Source text:
▼

Here are eight common exercises you’ve definitely heard of before—and for good reason. They’re all classic moves that are great for building strength., muscle, endurance, and stamina. But what happens when you want to graduate from beginner to intermediate and push yourself even further? You don’t need an expensive trainer or fancy gym to dial up the intensity on these tried and true exercises—by adding small tweaks to these common movements, you can transform them into so much more. Incorporating these variations can improve your stability, get you stronger, help build more muscle, increase the overall metabolic demands on your body, and can even push you past your frustrating plateaus.
Brush the dust off your basic routine and add these small variations. You can create a whole new workout program based on one you’ve already been doing. But those small tweaks will lead to some colossal results.
Trap Bar Deadlifts
Performance Variation: Staggered-Stance Trap Bar Deadlift
The setup for this move is slightly different from your conventional trap bar deadlift. Start by assuming a narrow stance with your feet, then step one foot back slightly and drive the ball of the foot/ big toe into the ground as you keep a majority of your weight on the front foot. Grab the bar, brace your trunk and then lift. Do several reps on each side.
In comparison to a conventional trap bar deadlift, this move will help promote single-leg strength and lower-body joint stability.
Chest Supported Row
Performance Variation: Seesaw Chest-Supported Row
The set up for this move is exactly the same as it would for a chest-supported row. The main difference is that you will keep your arms/elbows drawn back as you sustain a static hold, letting one dumbbell down at a time. Keep the elbows drawn back to create more time under tension to help build more muscle and strength with your pull movements.
Dumbbell Chest Press
Performance Variation: Single-Arm Dumbbell Chest Press
The primary difference between this and your normal dumbbell chest press is that you’re using one dumbbell instead of two. Set yourself up as you would your conventional dumbbell press, keeping your shoulders packed and trunk braced. Place your arms at about a 45-degree angle as it would be in a pushup and most chest presses. Keep control of the weight at all times, and that will dictate your tempo.
The benefits of this variation are you’re building more stability in shoulders and more trunk stability from resisting the rotation of the body while pressing.
Performance Variation: Archer Pullup
The set up for this movement starts by grabbing the bar double width from what you’re accustomed to. Pull yourself towards one arm, allowing it to bend as you go up, while the opposite arm will remain straight. Push down into the bar with the straight arm to assist with the pullup. This move will help build your lats and biceps, as well as prepping your body to do a single arm pullup.

▲

Material shown:
▼

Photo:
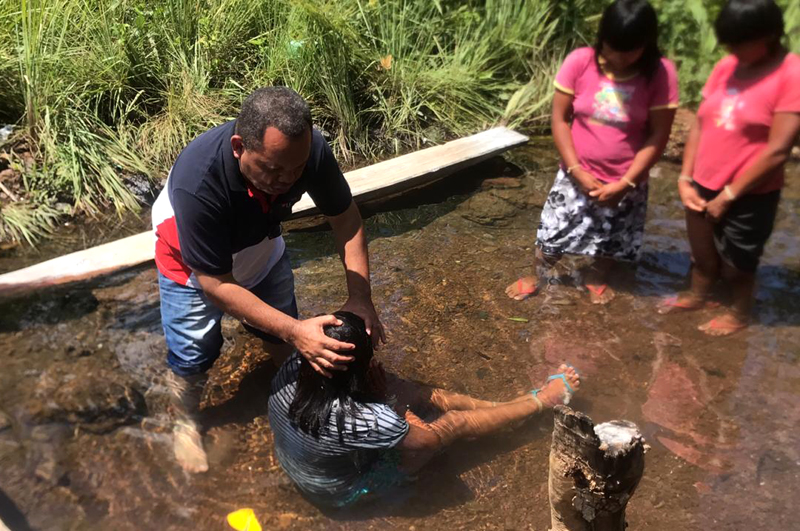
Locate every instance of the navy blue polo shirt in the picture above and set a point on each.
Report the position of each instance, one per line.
(209, 219)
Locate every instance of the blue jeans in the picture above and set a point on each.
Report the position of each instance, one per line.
(192, 323)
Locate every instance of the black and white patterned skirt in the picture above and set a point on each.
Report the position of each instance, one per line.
(573, 223)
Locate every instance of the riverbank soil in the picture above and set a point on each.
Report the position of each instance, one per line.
(84, 433)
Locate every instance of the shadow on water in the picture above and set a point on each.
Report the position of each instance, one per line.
(721, 415)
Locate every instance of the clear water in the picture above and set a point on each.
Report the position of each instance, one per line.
(721, 415)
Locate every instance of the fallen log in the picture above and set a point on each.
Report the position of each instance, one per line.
(379, 181)
(594, 472)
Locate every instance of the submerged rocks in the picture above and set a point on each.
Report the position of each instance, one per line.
(97, 399)
(487, 209)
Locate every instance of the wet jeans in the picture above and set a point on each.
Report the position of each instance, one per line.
(192, 323)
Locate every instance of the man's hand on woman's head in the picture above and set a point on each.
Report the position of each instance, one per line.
(363, 307)
(309, 339)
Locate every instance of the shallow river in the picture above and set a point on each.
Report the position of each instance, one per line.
(84, 436)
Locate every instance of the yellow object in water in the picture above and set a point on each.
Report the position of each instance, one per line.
(244, 520)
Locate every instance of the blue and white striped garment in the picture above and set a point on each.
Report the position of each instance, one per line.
(328, 470)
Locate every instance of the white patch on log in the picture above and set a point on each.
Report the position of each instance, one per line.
(617, 437)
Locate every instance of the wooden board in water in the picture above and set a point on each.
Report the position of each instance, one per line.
(372, 182)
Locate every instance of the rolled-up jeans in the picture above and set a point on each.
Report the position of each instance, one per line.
(192, 323)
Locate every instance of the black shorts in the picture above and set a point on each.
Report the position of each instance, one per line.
(741, 235)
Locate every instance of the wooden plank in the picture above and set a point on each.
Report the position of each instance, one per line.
(372, 182)
(403, 173)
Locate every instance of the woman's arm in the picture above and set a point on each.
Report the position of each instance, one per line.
(689, 196)
(562, 134)
(425, 439)
(782, 134)
(659, 126)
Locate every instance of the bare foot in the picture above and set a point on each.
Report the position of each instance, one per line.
(723, 325)
(555, 392)
(600, 294)
(188, 447)
(522, 288)
(684, 302)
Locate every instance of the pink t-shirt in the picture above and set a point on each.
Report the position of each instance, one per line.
(735, 119)
(610, 115)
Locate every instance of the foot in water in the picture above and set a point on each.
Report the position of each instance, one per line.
(723, 325)
(188, 447)
(522, 288)
(555, 391)
(685, 302)
(600, 293)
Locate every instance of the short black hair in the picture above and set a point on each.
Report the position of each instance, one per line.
(279, 107)
(747, 20)
(628, 25)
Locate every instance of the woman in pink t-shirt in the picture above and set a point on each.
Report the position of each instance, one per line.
(733, 163)
(612, 113)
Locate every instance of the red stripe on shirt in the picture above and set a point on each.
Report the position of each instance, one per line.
(168, 253)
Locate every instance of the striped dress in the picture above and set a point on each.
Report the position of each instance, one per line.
(330, 471)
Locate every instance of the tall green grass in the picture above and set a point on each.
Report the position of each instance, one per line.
(104, 89)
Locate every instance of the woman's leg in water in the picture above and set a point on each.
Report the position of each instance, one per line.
(597, 281)
(417, 396)
(524, 287)
(458, 424)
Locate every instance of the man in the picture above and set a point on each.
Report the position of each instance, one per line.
(219, 248)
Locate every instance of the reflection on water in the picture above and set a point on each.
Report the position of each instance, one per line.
(84, 433)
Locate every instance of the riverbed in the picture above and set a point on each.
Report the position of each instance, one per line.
(84, 433)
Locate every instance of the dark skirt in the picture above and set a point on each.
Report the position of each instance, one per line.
(740, 236)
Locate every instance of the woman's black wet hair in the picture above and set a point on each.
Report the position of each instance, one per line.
(747, 20)
(313, 402)
(629, 25)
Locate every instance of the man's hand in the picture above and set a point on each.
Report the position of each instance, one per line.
(717, 207)
(690, 198)
(320, 350)
(586, 181)
(363, 307)
(610, 194)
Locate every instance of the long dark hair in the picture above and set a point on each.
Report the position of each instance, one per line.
(741, 21)
(313, 403)
(628, 25)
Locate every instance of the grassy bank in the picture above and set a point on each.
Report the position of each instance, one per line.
(103, 90)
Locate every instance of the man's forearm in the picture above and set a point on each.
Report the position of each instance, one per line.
(351, 243)
(241, 304)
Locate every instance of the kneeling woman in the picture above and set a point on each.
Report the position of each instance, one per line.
(355, 434)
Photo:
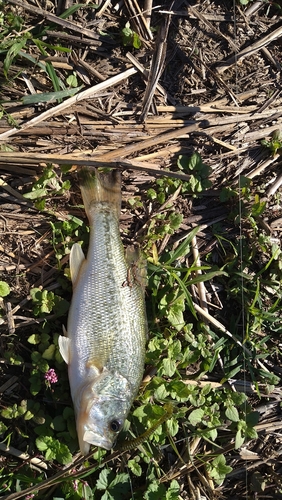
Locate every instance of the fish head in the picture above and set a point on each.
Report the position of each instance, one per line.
(102, 412)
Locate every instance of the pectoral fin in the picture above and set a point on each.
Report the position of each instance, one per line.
(77, 258)
(64, 347)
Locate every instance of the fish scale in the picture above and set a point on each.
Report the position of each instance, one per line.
(105, 340)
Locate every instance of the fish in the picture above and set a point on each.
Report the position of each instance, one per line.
(104, 343)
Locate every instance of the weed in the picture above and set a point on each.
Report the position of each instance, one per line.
(178, 342)
(275, 143)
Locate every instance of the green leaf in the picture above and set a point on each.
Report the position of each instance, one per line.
(232, 414)
(239, 439)
(13, 52)
(35, 384)
(136, 42)
(49, 353)
(37, 193)
(155, 491)
(134, 467)
(54, 449)
(102, 482)
(34, 339)
(196, 416)
(173, 491)
(63, 455)
(168, 367)
(172, 426)
(218, 469)
(4, 289)
(59, 423)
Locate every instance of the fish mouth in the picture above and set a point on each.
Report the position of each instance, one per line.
(97, 440)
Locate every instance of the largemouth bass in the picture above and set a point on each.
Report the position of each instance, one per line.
(104, 344)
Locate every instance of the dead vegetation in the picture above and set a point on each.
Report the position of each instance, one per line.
(208, 81)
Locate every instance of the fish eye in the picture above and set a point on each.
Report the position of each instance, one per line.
(115, 425)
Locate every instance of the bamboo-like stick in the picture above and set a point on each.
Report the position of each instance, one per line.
(251, 49)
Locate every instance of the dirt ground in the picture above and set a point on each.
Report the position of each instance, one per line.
(209, 81)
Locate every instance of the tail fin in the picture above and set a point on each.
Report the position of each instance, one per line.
(98, 187)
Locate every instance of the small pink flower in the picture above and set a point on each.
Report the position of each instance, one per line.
(51, 376)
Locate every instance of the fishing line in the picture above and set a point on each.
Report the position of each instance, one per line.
(240, 228)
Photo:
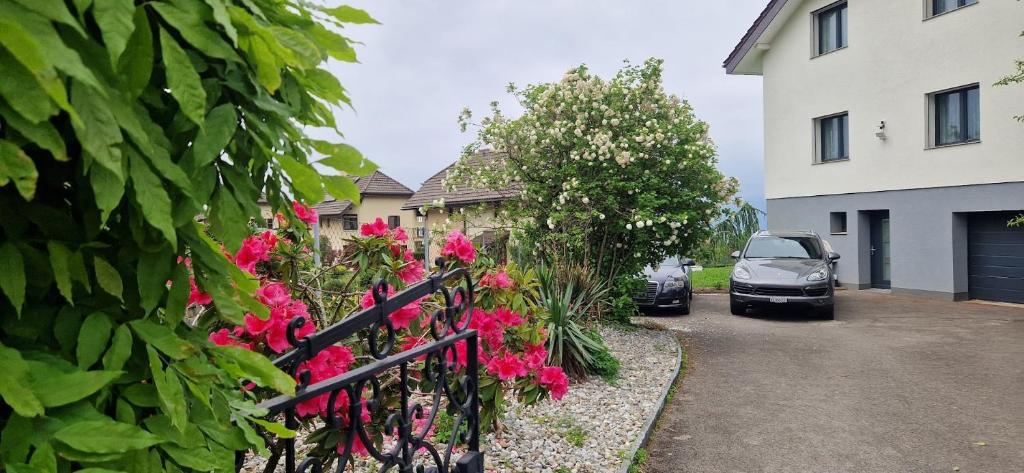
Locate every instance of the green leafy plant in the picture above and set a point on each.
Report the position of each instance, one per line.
(612, 174)
(568, 344)
(123, 125)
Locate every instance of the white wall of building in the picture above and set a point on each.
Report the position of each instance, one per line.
(894, 58)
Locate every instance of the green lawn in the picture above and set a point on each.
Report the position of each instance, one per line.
(712, 277)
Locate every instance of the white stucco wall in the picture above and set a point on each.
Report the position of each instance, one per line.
(894, 59)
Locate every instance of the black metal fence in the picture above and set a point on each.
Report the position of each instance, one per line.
(408, 421)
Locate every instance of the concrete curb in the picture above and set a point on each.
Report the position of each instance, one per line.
(652, 420)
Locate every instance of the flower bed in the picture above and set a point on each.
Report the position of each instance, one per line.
(595, 427)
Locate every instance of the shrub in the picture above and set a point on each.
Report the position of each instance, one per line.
(121, 124)
(611, 174)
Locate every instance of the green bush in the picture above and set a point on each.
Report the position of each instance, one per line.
(121, 126)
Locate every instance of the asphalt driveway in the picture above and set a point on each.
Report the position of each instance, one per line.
(894, 384)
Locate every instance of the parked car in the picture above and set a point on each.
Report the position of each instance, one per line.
(668, 286)
(783, 268)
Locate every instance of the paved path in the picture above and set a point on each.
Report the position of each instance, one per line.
(895, 384)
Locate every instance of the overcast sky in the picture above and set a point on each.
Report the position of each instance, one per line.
(429, 58)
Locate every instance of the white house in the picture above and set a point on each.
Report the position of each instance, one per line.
(884, 132)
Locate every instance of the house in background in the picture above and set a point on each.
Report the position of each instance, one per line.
(381, 197)
(472, 211)
(885, 134)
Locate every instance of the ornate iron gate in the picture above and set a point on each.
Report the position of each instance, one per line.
(439, 362)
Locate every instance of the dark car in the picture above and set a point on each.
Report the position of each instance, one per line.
(783, 268)
(668, 286)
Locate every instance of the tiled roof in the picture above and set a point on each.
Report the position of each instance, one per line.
(747, 42)
(377, 183)
(432, 189)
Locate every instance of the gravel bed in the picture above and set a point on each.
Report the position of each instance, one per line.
(590, 430)
(593, 428)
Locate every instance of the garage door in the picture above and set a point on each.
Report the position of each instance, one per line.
(995, 257)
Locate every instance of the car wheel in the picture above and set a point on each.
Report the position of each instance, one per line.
(736, 308)
(685, 308)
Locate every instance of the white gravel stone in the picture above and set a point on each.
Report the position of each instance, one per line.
(592, 429)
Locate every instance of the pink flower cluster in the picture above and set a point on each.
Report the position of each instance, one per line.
(254, 250)
(400, 318)
(459, 247)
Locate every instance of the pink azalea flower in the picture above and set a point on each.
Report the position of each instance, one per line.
(400, 318)
(196, 296)
(399, 235)
(305, 213)
(460, 247)
(536, 355)
(377, 228)
(488, 327)
(508, 317)
(507, 368)
(555, 381)
(254, 250)
(273, 295)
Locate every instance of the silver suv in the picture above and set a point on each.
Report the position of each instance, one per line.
(783, 268)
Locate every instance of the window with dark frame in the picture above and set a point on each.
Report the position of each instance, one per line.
(834, 138)
(832, 25)
(837, 222)
(942, 6)
(957, 116)
(349, 222)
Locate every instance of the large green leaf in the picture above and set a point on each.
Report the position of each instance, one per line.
(218, 128)
(12, 276)
(224, 19)
(345, 13)
(305, 179)
(255, 367)
(104, 436)
(115, 20)
(182, 79)
(60, 262)
(92, 339)
(186, 17)
(135, 66)
(55, 388)
(120, 349)
(163, 339)
(152, 198)
(109, 277)
(172, 396)
(344, 158)
(13, 381)
(109, 187)
(17, 167)
(342, 187)
(53, 9)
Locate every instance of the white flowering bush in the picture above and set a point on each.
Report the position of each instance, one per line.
(612, 174)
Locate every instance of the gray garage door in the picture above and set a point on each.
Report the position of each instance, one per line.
(995, 257)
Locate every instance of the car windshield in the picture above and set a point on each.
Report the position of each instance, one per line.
(783, 247)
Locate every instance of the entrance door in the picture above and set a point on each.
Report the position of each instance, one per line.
(880, 250)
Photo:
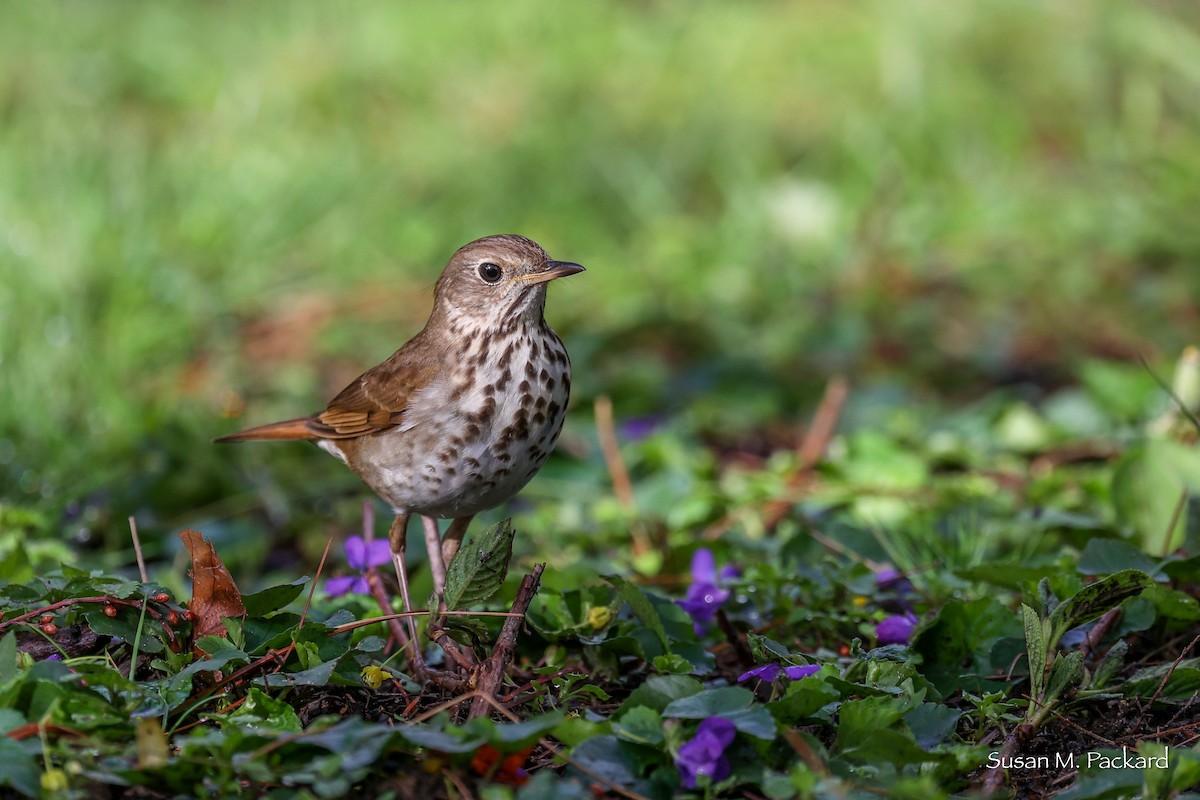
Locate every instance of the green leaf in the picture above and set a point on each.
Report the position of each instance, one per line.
(1149, 487)
(274, 597)
(660, 691)
(641, 606)
(957, 647)
(1036, 645)
(125, 625)
(262, 709)
(802, 699)
(316, 675)
(1095, 600)
(611, 759)
(861, 719)
(9, 669)
(931, 723)
(733, 703)
(641, 726)
(1109, 555)
(18, 768)
(480, 567)
(672, 665)
(1066, 673)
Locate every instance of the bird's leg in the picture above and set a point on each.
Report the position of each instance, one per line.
(396, 542)
(454, 539)
(437, 566)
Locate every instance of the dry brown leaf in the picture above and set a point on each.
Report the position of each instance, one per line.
(214, 593)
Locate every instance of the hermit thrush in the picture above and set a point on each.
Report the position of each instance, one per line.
(462, 416)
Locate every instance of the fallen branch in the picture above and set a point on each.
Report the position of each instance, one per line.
(491, 672)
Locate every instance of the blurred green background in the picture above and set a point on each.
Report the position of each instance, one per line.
(228, 210)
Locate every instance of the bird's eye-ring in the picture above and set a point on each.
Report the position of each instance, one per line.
(490, 272)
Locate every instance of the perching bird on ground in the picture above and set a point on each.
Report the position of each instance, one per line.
(466, 413)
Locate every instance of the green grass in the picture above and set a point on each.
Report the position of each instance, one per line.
(936, 194)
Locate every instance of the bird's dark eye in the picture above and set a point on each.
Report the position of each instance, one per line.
(490, 272)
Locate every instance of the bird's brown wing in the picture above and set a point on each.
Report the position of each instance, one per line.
(376, 400)
(373, 402)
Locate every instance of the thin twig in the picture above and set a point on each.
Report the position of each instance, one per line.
(1170, 672)
(137, 549)
(618, 473)
(491, 672)
(607, 432)
(312, 589)
(814, 444)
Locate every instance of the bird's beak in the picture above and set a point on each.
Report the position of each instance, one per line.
(553, 270)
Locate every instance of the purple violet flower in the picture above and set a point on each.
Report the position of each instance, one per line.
(897, 629)
(705, 753)
(771, 672)
(705, 596)
(360, 555)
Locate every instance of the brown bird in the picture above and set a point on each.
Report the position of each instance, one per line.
(462, 416)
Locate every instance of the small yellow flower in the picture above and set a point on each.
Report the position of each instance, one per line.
(373, 677)
(54, 781)
(599, 617)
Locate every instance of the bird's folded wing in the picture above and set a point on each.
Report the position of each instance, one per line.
(372, 403)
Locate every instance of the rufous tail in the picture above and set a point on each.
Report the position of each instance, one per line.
(287, 429)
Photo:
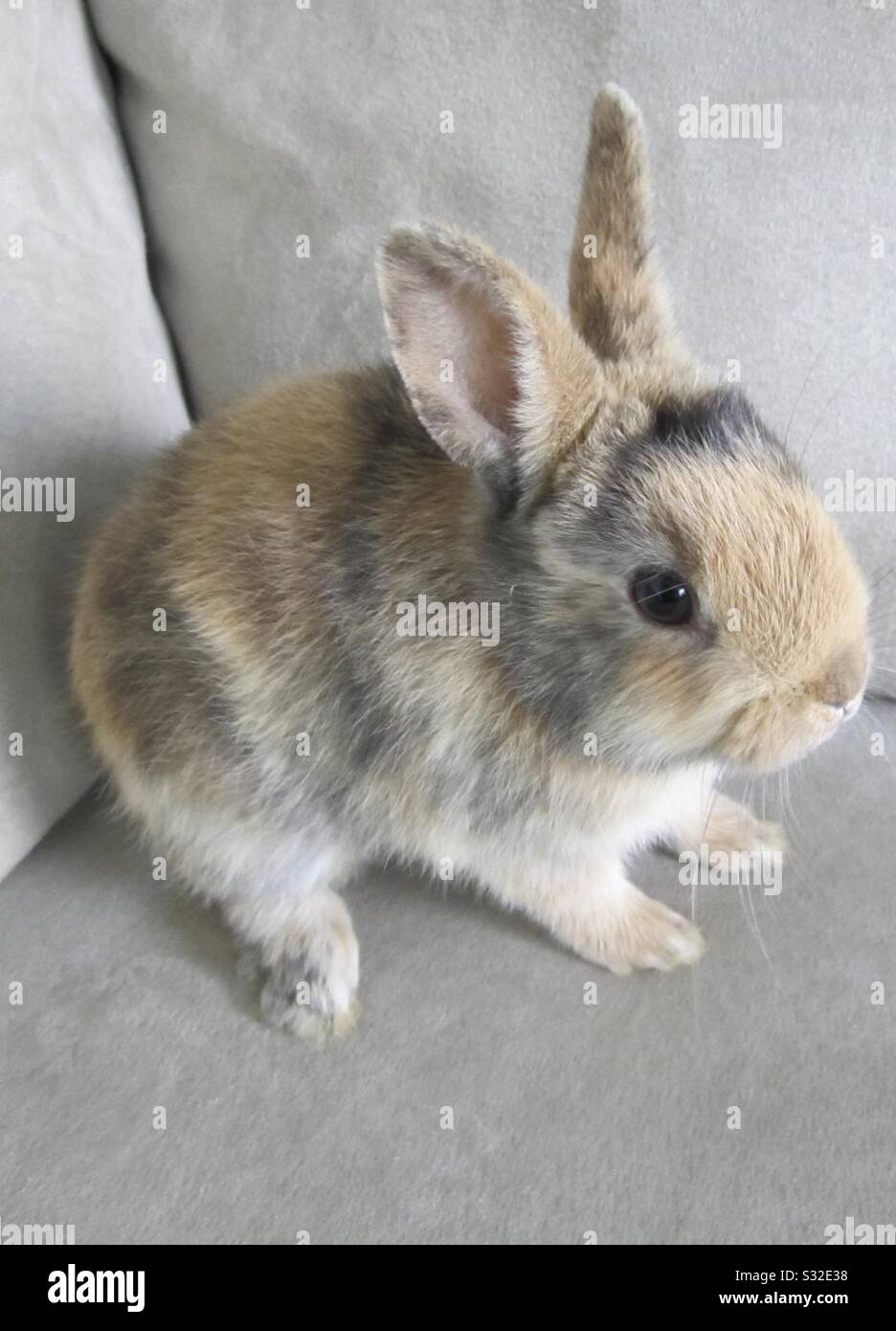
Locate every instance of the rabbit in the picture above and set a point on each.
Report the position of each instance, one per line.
(671, 600)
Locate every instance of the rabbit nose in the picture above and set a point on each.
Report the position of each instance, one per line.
(847, 709)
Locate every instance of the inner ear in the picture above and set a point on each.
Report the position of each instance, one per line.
(486, 362)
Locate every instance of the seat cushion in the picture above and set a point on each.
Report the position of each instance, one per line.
(746, 1101)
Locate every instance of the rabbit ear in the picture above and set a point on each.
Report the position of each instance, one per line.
(496, 374)
(616, 297)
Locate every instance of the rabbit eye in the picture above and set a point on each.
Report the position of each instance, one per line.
(661, 596)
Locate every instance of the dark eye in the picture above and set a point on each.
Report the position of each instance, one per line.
(661, 596)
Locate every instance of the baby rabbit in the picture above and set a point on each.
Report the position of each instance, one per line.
(671, 600)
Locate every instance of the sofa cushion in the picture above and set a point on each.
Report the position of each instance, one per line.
(332, 120)
(582, 1104)
(89, 384)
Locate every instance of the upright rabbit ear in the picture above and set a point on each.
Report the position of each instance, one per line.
(616, 297)
(496, 374)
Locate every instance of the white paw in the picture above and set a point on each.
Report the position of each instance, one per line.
(647, 936)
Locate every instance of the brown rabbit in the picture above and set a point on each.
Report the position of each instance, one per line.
(666, 598)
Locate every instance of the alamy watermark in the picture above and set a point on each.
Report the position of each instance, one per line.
(716, 120)
(859, 494)
(708, 868)
(37, 494)
(34, 1235)
(450, 620)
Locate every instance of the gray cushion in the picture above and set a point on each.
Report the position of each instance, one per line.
(569, 1117)
(324, 122)
(78, 337)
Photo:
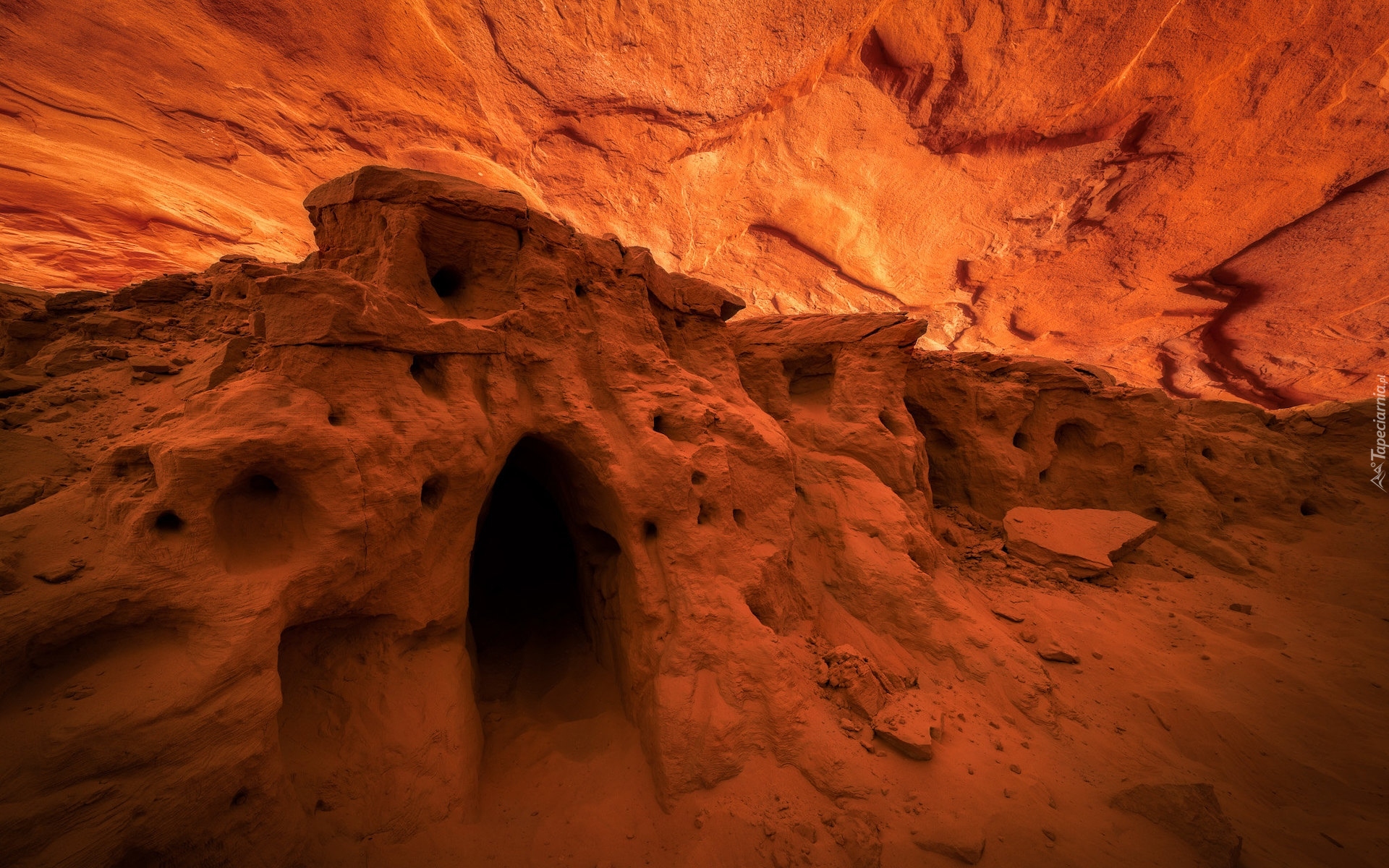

▲

Your task: Reproduce the workout text above word for word, from "Chest Supported Row" up to and including "dictate your tempo.".

Solution for this task:
Chest Supported Row
Performance Variation: Seesaw Chest-Supported Row
The set up for this move is exactly the same as it would for a chest-supported row. The main difference is that you will keep your arms/elbows drawn back as you sustain a static hold, letting one dumbbell down at a time. Keep the elbows drawn back to create more time under tension to help build more muscle and strength with your pull movements.
Dumbbell Chest Press
Performance Variation: Single-Arm Dumbbell Chest Press
The primary difference between this and your normal dumbbell chest press is that you’re using one dumbbell instead of two. Set yourself up as you would your conventional dumbbell press, keeping your shoulders packed and trunk braced. Place your arms at about a 45-degree angle as it would be in a pushup and most chest presses. Keep control of the weight at all times, and that will dictate your tempo.